• **Aim of the task**: Send back the listing, word for word.

• **Provided records**:
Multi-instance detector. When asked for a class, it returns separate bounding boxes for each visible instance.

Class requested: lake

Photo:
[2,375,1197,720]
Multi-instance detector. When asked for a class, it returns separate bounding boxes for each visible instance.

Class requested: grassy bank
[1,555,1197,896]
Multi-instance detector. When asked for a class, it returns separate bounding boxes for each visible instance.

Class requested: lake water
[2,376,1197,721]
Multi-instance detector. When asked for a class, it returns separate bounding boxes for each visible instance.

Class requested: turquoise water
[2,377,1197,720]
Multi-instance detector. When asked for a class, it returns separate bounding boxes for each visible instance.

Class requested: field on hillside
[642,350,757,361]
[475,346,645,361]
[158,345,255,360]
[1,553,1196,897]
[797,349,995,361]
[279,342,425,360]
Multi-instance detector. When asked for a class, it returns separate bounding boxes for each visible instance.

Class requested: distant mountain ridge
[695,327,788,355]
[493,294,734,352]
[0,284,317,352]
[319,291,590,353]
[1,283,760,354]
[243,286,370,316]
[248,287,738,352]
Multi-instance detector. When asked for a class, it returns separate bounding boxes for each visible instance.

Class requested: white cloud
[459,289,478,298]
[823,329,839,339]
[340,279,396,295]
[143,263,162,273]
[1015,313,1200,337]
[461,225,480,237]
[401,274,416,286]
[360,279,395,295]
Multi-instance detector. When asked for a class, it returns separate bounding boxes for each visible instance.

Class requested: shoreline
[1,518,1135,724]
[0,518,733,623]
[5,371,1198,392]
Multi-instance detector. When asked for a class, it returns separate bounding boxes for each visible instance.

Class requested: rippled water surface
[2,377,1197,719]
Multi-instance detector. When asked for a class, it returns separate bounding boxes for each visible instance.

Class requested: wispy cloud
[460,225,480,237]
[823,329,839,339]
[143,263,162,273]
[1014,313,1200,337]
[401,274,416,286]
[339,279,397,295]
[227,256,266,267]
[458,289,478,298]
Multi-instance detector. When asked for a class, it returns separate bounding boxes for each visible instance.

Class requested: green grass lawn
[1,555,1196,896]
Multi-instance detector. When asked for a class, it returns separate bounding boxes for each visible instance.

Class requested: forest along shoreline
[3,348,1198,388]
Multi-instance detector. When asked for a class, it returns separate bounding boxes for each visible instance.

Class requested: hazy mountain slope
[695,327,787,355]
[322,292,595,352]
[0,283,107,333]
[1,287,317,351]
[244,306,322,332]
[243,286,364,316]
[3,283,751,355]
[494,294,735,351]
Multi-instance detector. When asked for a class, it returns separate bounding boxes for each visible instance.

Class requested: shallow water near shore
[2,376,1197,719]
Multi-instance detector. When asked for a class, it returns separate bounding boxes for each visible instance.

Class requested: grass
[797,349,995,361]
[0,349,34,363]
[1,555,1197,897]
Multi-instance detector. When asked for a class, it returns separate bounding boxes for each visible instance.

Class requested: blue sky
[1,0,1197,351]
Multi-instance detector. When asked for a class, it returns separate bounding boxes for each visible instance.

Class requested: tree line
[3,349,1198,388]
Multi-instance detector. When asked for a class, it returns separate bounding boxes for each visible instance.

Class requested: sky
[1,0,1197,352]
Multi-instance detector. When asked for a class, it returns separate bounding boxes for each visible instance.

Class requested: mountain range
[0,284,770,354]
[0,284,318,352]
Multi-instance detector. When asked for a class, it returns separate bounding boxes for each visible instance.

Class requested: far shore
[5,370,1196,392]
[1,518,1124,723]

• **Solution to the exercise**:
Multi-instance detector. When asked for a class, it returns separate bounding boxes for each visible instance.

Class requested: lake

Photo:
[2,375,1197,720]
Multi-instance detector. When asked for a class, it returns separate bounding boxes for each visible instance.

Class requested: grassy bank
[1,555,1197,896]
Multi-instance detector. When asked for a class, it returns separate bounding boxes for each visible instance.

Class requested: lake water
[2,376,1197,721]
Multi-instance detector. When asked for a class, it returns separate bounding boxes for each visible instance.

Class requested: turquoise water
[2,377,1197,720]
Multi-instance detector. When asked for a class, it returns separate bounding boxes for each visible instance.

Class requested: field on hillside
[642,350,757,361]
[475,346,645,361]
[158,345,255,360]
[1,553,1196,897]
[797,349,995,361]
[279,342,425,360]
Multi-instance detector. When asked for a class, it returns separate bounding boxes for each visible instance.

Class requested: distant mountain ridge
[695,327,788,355]
[493,294,734,352]
[0,284,317,352]
[319,291,590,353]
[1,283,760,354]
[243,286,370,316]
[248,287,738,352]
Multi-instance detector. When asked for a class, it returns separate bounding boxes for each visible instance.

Class requested: white cloud
[459,289,478,298]
[823,329,839,339]
[340,279,396,295]
[143,263,162,273]
[1015,313,1200,337]
[461,225,480,237]
[401,274,416,286]
[360,279,395,295]
Multi-instance detector. When asked for a class, it returns separate bounding boxes for each visible instance.

Class requested: shoreline
[1,518,1135,724]
[0,518,733,623]
[5,371,1198,392]
Multi-instance detector. When asked for a class, it returns separate bounding boxes for each visible instance.

Class requested: rippled water surface
[2,377,1197,719]
Multi-instance detector. When asked for a class, it returns separate bounding boxes for each visible instance.

Class requested: wispy cloud
[460,225,480,237]
[823,329,839,339]
[143,263,162,273]
[1014,313,1200,337]
[401,274,416,286]
[339,279,397,295]
[227,256,266,267]
[458,289,478,298]
Multi-instance detector. When asked for a class, it returns separate bounding boxes for each visible instance.

Class requested: green grass lawn
[1,555,1196,896]
Multi-instance detector. When asked for a class, it returns separate bounding boxes for each visible instance.

Class requested: forest along shoreline
[3,348,1198,388]
Multi-instance detector. When asked for a class, it returns separate bounding boxes for each visible instance.

Class requested: hazy mountain slope
[695,327,787,355]
[322,292,595,352]
[0,283,107,333]
[1,287,317,351]
[244,306,322,332]
[243,286,364,316]
[3,283,751,355]
[494,294,735,351]
Multi-instance detector. When asked for a class, it returns separate bounding boxes for each visible instance.

Class requested: shallow water near shore
[2,376,1197,719]
Multi-instance detector. When asked for a class, it returns separate bounding boxes for each visible instance.

Class requested: grass
[797,349,995,361]
[0,349,34,363]
[1,555,1197,897]
Multi-instance detector. When asked for a class, it returns separate bounding boxes for each visible instance.

Class requested: blue sky
[1,0,1197,351]
Multi-instance detector. When asked for a class, it returns separate bounding boxes for each visible instance.

Class requested: tree line
[3,349,1198,388]
Multi-instance detector. When asked for a class, it returns separate bounding boxes for each visible instance.

Class requested: sky
[1,0,1197,352]
Multi-instance detector. When asked for a class, it returns separate bounding boxes for each visible instance.

Class requested: mountain range
[0,284,770,354]
[0,284,318,352]
Multi-instance detector. When asked for a class, it returns separate bounding boxes for each visible instance.

Class requested: far shore
[5,370,1196,392]
[1,518,1124,723]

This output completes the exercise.